Saved entries
+ + + +

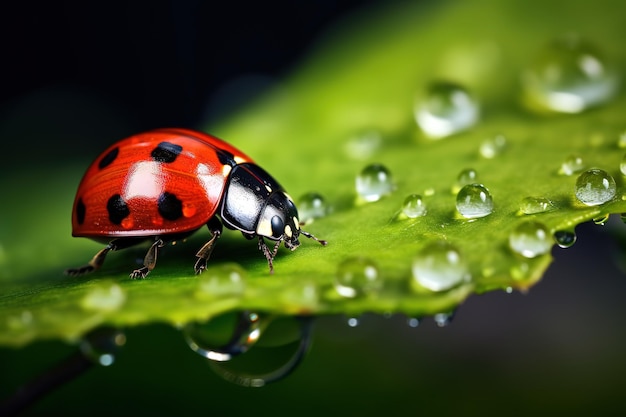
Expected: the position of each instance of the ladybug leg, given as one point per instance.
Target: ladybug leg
(269, 255)
(215, 227)
(149, 262)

+ + + +

PROBLEM TO WORK ON:
Could you set down every entry again exactly as written, leaving out any pictures?

SOLUTION TO THIS PROBLEM:
Expected: the position of each instance of the ladybug leg, given as one point per instance.
Target: ladybug leg
(269, 255)
(215, 227)
(149, 262)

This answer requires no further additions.